At the first conference, I gave an overview of the Epistle and taught through chapter one.

Here are my personal study notes. I hope you find them helpful.

I THESSALONIANS CHAPTER ONE: VERSE BY VERSE (to read the Epistle, please click here)


I love these Epistles to the church in Thessalonica for many reasons. Here are two:

  • First, they are so prophetic
    • Paul and his colleagues are focusing the hearts of this young and growing church on the coming of our Lord Jesus Christ in every single chapter.
    • Paul’s explanation of the Rapture is the most detailed in all of Scripture. Indeed, Paul spends more time discussing the Rapture, the “Day of the Lord,” the Anti-Christ, and how to live holy, fruitful, impactful lives in the End Times in these two epistles than in any of his other letters.
    • Yet what is so wonderful is that Paul’s explicit focus in teaching eschatology is not to create discord or division, but to give “comfort” and “encouragement” to these young believers and this young church.
  • Second, they are so pastoral
    • The hearts of Paul, Silvanus and Timothy as true shepherds and disciple-makers – working together to care for and invest in this flock – are so beautifully revealed on each and every page.

┄┄┄┄┄┄

PROBLEM STATEMENT: Write out, word for word, the part of the First Thessalonians study notes above that begins with "I THESSALONIANS CHAPTER" and ends with "his other letters.".

┄┄┄┄┄┄

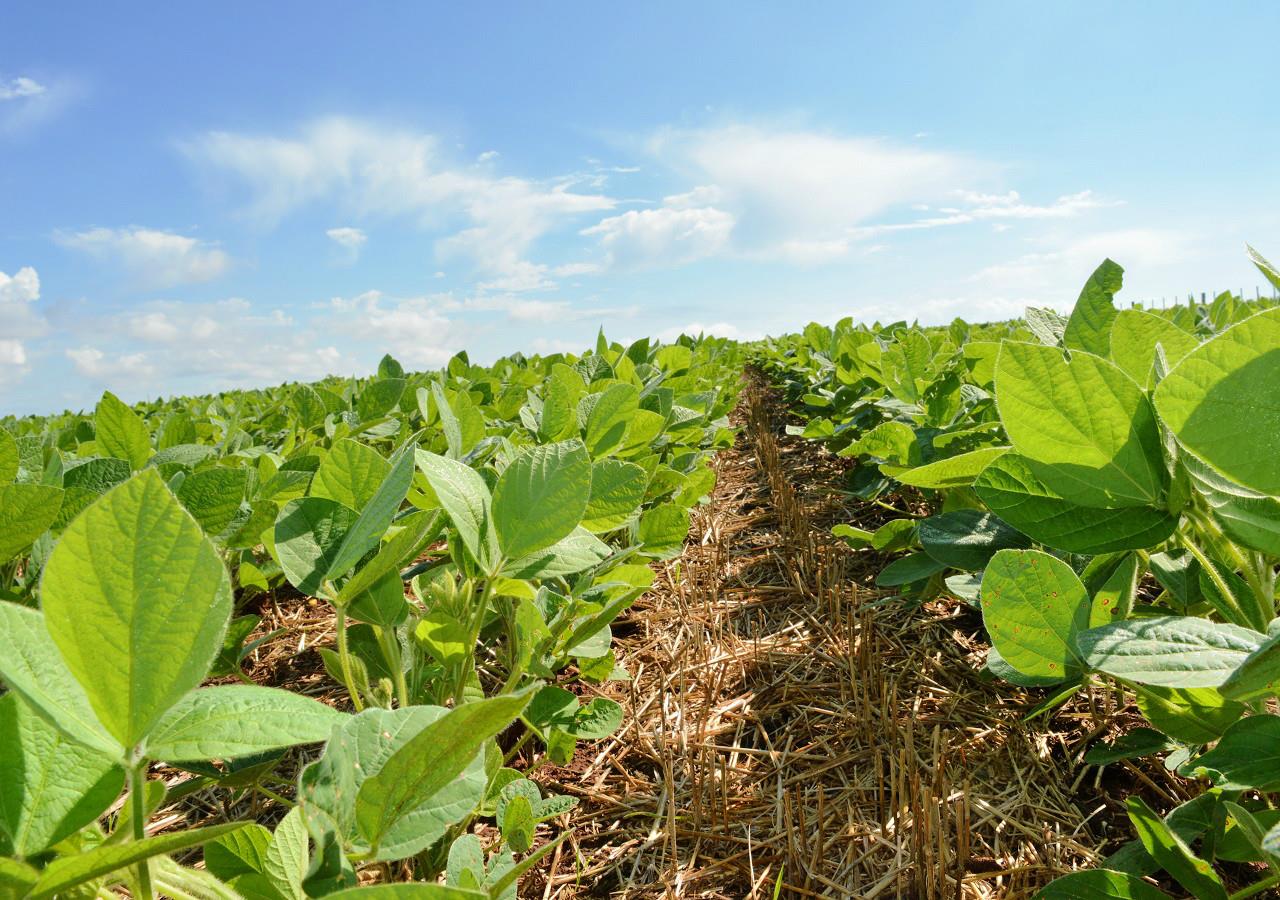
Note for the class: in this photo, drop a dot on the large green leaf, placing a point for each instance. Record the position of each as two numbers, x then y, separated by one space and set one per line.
32 667
137 601
51 787
359 750
1013 488
309 533
609 419
540 497
1034 608
1086 421
1169 650
238 721
67 872
429 761
968 538
465 498
120 432
1134 337
1220 402
350 474
26 511
1095 313
617 492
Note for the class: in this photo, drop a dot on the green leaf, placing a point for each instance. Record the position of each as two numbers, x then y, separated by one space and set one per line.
1220 402
968 538
120 432
1095 313
617 492
1169 650
663 530
356 752
26 511
429 761
350 474
1100 885
1086 421
9 457
955 471
465 498
233 721
137 601
67 872
1034 608
1247 757
51 786
213 497
376 516
609 419
540 497
1173 854
1011 488
1133 343
309 534
32 667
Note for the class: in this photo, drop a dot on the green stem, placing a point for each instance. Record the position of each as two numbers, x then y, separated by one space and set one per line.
344 659
138 813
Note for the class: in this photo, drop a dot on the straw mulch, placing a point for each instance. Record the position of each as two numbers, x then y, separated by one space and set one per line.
792 732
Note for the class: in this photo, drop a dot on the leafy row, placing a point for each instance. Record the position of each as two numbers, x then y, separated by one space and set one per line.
475 530
1106 488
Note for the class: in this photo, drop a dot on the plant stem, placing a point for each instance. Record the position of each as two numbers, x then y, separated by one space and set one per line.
344 659
138 813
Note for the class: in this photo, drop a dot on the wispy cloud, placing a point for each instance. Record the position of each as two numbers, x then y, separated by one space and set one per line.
152 257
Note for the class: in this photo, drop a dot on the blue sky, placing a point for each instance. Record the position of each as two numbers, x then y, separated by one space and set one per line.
195 200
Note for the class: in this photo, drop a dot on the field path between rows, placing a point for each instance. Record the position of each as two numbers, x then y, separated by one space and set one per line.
787 735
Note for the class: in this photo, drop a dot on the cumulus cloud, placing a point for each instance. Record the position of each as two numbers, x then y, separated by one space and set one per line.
351 240
374 170
154 257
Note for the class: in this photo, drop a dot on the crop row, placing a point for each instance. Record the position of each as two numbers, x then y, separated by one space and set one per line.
475 531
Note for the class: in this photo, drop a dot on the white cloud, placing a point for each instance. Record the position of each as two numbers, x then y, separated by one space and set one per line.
17 88
373 170
682 229
152 257
351 240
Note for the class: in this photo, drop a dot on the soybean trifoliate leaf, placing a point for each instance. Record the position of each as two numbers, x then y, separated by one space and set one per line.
232 721
376 515
137 601
26 511
1013 488
51 786
540 497
1170 650
1100 885
430 761
350 474
1034 608
309 533
465 497
617 492
120 432
1247 757
1095 313
1086 421
356 752
32 667
609 419
67 872
1133 343
1220 402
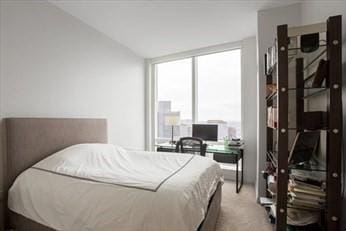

┄┄┄┄┄┄

FULL OUTPUT:
I THESSALONIANS CHAPTER ONE: VERSE BY VERSE (to read the Epistle, please click here)


I love these Epistles to the church in Thessalonica for many reasons. Here are two:

  • First, they are so prophetic
    • Paul and his colleagues are focusing the hearts of this young and growing church on the coming of our Lord Jesus Christ in every single chapter.
    • Paul’s explanation of the Rapture is the most detailed in all of Scripture. Indeed, Paul spends more time discussing the Rapture, the “Day of the Lord,” the Anti-Christ, and how to live holy, fruitful, impactful lives in the End Times in these two epistles than in any of his other letters.